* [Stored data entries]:
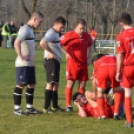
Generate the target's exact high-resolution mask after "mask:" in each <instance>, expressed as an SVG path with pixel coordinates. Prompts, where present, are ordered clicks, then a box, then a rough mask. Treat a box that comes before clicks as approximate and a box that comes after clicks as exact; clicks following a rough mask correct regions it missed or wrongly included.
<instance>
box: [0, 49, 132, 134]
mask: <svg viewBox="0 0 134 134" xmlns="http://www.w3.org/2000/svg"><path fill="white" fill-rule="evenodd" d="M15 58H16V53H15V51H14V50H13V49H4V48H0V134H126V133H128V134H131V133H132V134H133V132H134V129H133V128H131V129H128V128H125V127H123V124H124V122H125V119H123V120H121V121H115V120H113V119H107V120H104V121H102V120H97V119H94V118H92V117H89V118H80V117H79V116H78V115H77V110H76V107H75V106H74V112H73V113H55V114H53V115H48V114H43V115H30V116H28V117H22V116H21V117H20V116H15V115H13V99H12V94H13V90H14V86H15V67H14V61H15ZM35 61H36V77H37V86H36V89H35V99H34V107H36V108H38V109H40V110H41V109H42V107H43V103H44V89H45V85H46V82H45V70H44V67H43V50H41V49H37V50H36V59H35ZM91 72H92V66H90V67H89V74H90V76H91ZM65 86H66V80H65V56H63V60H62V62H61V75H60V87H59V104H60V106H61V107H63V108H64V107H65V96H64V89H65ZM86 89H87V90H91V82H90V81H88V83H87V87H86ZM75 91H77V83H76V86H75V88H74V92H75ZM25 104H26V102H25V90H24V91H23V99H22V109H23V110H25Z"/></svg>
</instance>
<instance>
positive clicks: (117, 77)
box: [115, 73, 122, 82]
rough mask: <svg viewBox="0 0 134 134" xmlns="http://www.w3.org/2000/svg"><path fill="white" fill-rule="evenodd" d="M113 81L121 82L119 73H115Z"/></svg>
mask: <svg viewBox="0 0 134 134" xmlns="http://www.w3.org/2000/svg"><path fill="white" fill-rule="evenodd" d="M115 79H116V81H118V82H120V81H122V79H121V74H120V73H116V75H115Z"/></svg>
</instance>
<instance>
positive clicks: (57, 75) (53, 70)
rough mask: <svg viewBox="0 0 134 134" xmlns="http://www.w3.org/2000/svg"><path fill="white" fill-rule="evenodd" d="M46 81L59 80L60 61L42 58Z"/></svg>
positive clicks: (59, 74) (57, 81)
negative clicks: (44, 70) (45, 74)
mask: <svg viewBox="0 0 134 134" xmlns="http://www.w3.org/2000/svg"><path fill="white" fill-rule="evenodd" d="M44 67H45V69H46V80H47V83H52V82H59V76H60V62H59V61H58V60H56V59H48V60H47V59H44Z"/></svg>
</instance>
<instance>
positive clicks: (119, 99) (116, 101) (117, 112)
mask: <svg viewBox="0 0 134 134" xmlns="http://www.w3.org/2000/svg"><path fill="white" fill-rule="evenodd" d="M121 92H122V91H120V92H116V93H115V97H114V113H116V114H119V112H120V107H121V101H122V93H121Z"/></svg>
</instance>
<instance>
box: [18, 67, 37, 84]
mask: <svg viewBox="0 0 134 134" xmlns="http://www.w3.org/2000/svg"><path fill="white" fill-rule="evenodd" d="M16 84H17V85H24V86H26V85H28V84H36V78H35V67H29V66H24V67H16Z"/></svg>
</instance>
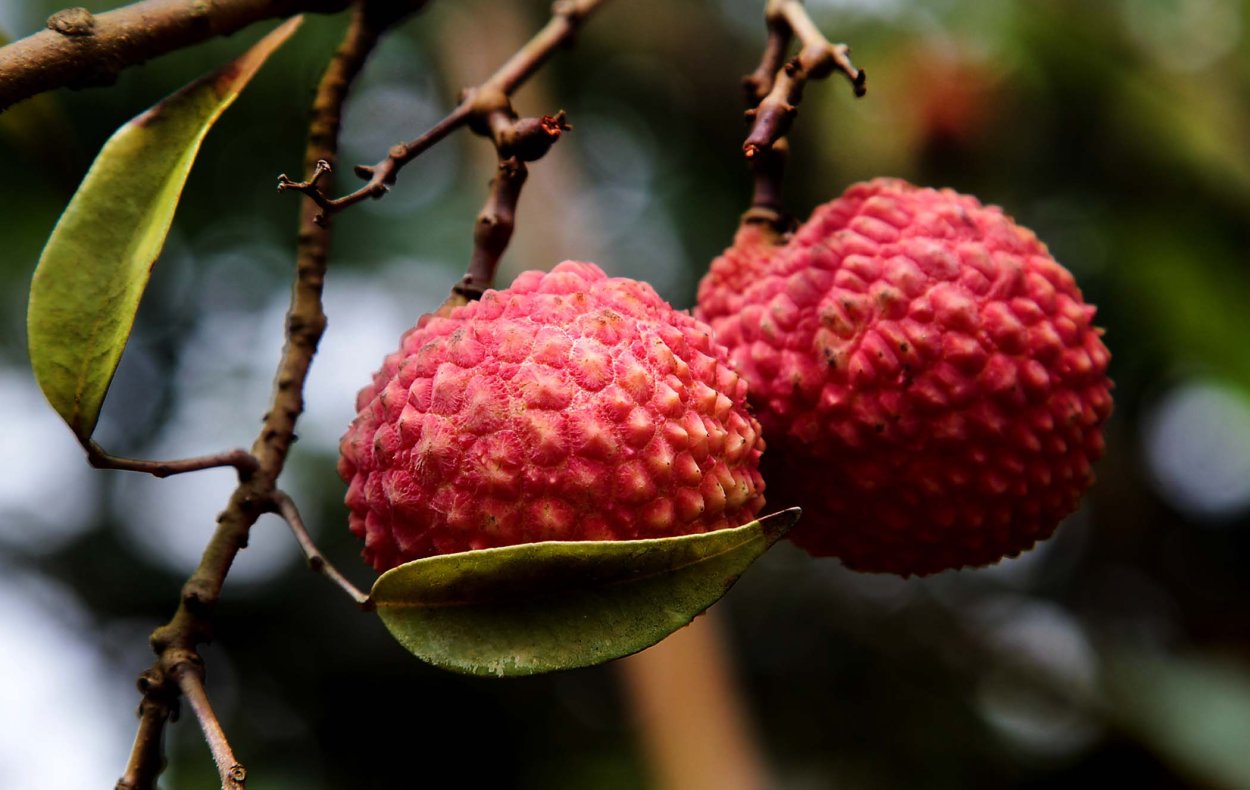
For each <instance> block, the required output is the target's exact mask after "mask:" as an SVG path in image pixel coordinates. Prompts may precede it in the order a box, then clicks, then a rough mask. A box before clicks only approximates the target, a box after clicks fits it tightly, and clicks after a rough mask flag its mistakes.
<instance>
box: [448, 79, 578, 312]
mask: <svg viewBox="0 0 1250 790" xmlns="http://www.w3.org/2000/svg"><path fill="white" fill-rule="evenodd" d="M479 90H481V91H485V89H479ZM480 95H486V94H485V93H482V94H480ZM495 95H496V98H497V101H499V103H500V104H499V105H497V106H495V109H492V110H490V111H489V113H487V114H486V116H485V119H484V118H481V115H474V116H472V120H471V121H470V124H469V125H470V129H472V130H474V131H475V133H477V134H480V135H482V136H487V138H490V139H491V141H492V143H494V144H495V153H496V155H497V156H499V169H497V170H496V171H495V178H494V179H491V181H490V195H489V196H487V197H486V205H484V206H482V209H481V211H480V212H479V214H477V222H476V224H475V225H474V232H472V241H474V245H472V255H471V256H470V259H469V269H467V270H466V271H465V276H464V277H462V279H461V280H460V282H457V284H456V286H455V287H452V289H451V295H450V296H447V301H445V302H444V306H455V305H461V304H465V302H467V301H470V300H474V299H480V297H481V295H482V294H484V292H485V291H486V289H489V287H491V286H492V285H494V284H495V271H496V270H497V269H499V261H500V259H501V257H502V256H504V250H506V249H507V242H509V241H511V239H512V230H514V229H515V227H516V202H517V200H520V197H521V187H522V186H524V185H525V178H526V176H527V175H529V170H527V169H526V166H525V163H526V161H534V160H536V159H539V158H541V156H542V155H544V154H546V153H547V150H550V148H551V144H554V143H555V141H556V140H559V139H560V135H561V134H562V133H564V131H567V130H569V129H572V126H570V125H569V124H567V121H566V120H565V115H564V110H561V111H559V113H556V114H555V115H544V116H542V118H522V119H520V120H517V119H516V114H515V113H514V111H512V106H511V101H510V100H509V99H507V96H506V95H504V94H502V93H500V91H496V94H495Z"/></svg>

* [Prompt]: From the first line to the last, print the records exactly; leave out the pictures.

* [Response to the task]:
Generate the target's exact high-resolution mask after "mask:" in each <instance>, expressed as an SVG path with pixel coordinates. Prompts, where present, are ordered clicks, then a box, then a rough mask. Treat a box that comes before clicks as approximate and a box that comes after clicks as exact; clicks following a rough mask correct regions it missed or wrongly included.
<instance>
box: [0, 49, 132, 134]
mask: <svg viewBox="0 0 134 134" xmlns="http://www.w3.org/2000/svg"><path fill="white" fill-rule="evenodd" d="M15 58H16V53H15V51H14V50H13V49H4V48H0V134H126V133H128V134H131V133H132V134H133V132H134V129H133V128H131V129H128V128H125V127H123V124H124V122H125V119H123V120H121V121H115V120H113V119H107V120H104V121H102V120H97V119H94V118H92V117H89V118H80V117H79V116H78V115H77V110H76V107H75V106H74V112H73V113H55V114H53V115H48V114H43V115H30V116H28V117H22V116H21V117H20V116H15V115H13V99H12V94H13V90H14V86H15V67H14V61H15ZM35 61H36V77H37V86H36V89H35V99H34V107H36V108H38V109H40V110H41V109H42V107H43V103H44V89H45V85H46V82H45V70H44V67H43V50H41V49H37V50H36V59H35ZM91 72H92V66H90V67H89V74H90V76H91ZM65 86H66V80H65V56H63V60H62V62H61V75H60V87H59V104H60V106H61V107H63V108H64V107H65V96H64V89H65ZM86 89H87V90H91V82H90V81H88V83H87V87H86ZM75 91H77V83H76V86H75V88H74V92H75ZM25 104H26V102H25V90H24V91H23V99H22V109H23V110H25Z"/></svg>
</instance>
<instance>
positive clicks: (117, 77)
box: [115, 73, 122, 82]
rough mask: <svg viewBox="0 0 134 134" xmlns="http://www.w3.org/2000/svg"><path fill="white" fill-rule="evenodd" d="M113 81L121 82L119 73H115Z"/></svg>
mask: <svg viewBox="0 0 134 134" xmlns="http://www.w3.org/2000/svg"><path fill="white" fill-rule="evenodd" d="M115 79H116V81H118V82H120V81H122V79H121V74H120V73H116V75H115Z"/></svg>
</instance>
<instance>
positive clicks: (57, 75) (53, 70)
rough mask: <svg viewBox="0 0 134 134" xmlns="http://www.w3.org/2000/svg"><path fill="white" fill-rule="evenodd" d="M46 81L59 80L60 61L42 58Z"/></svg>
positive clicks: (59, 74) (57, 81)
negative clicks: (44, 70) (45, 74)
mask: <svg viewBox="0 0 134 134" xmlns="http://www.w3.org/2000/svg"><path fill="white" fill-rule="evenodd" d="M44 67H45V69H46V80H47V83H52V82H59V76H60V62H59V61H58V60H56V59H48V60H47V59H44Z"/></svg>
</instance>
<instance>
positive clicks: (119, 99) (116, 101) (117, 112)
mask: <svg viewBox="0 0 134 134" xmlns="http://www.w3.org/2000/svg"><path fill="white" fill-rule="evenodd" d="M121 92H122V91H120V92H116V93H115V97H114V113H116V114H119V112H120V107H121V101H122V93H121Z"/></svg>
</instance>
<instance>
box: [18, 67, 37, 84]
mask: <svg viewBox="0 0 134 134" xmlns="http://www.w3.org/2000/svg"><path fill="white" fill-rule="evenodd" d="M16 84H17V85H24V86H26V85H28V84H36V78H35V67H29V66H24V67H16Z"/></svg>
</instance>
For each <instance> block, the required output is the target's exact mask after "mask:" as an SVG path in image pixel coordinates. Prompts may precede it in the order a box, then clicks, then a rough mask. A box before clicks only approximates the target, a box after clicks fits it tightly, and clicks after a rough mask flag its mistakes.
<instance>
box: [448, 79, 578, 312]
mask: <svg viewBox="0 0 1250 790" xmlns="http://www.w3.org/2000/svg"><path fill="white" fill-rule="evenodd" d="M479 90H481V91H485V89H479ZM480 95H486V94H485V93H482V94H480ZM495 95H496V98H497V101H499V103H500V104H499V105H497V106H495V109H492V110H490V111H489V113H487V114H486V116H485V119H484V118H481V115H474V116H472V120H471V121H470V124H469V125H470V129H472V130H474V131H475V133H477V134H480V135H482V136H487V138H490V139H491V141H492V143H494V144H495V153H496V155H497V156H499V169H497V170H496V171H495V178H494V179H491V181H490V195H489V196H487V197H486V205H484V206H482V209H481V211H480V212H479V214H477V222H476V224H475V225H474V232H472V241H474V245H472V255H471V256H470V259H469V269H467V270H466V271H465V276H464V277H462V279H461V280H460V282H457V284H456V286H455V287H452V289H451V295H450V296H447V301H445V302H444V306H455V305H461V304H465V302H467V301H470V300H474V299H480V297H481V295H482V294H484V292H485V291H486V289H489V287H491V286H492V285H494V284H495V271H496V270H497V269H499V261H500V259H501V257H502V256H504V250H506V249H507V242H509V241H511V239H512V230H514V229H515V227H516V202H517V200H520V197H521V187H522V186H524V185H525V178H526V176H527V175H529V170H527V169H526V166H525V163H526V161H534V160H536V159H539V158H541V156H542V155H544V154H546V153H547V150H550V148H551V144H554V143H555V141H556V140H559V139H560V135H561V134H562V133H564V131H567V130H569V129H572V126H570V125H569V124H567V121H566V120H565V115H564V110H561V111H559V113H556V114H555V115H544V116H542V118H522V119H520V120H517V119H516V114H515V113H514V111H512V106H511V101H510V100H509V99H507V96H506V95H504V94H502V93H500V91H496V94H495Z"/></svg>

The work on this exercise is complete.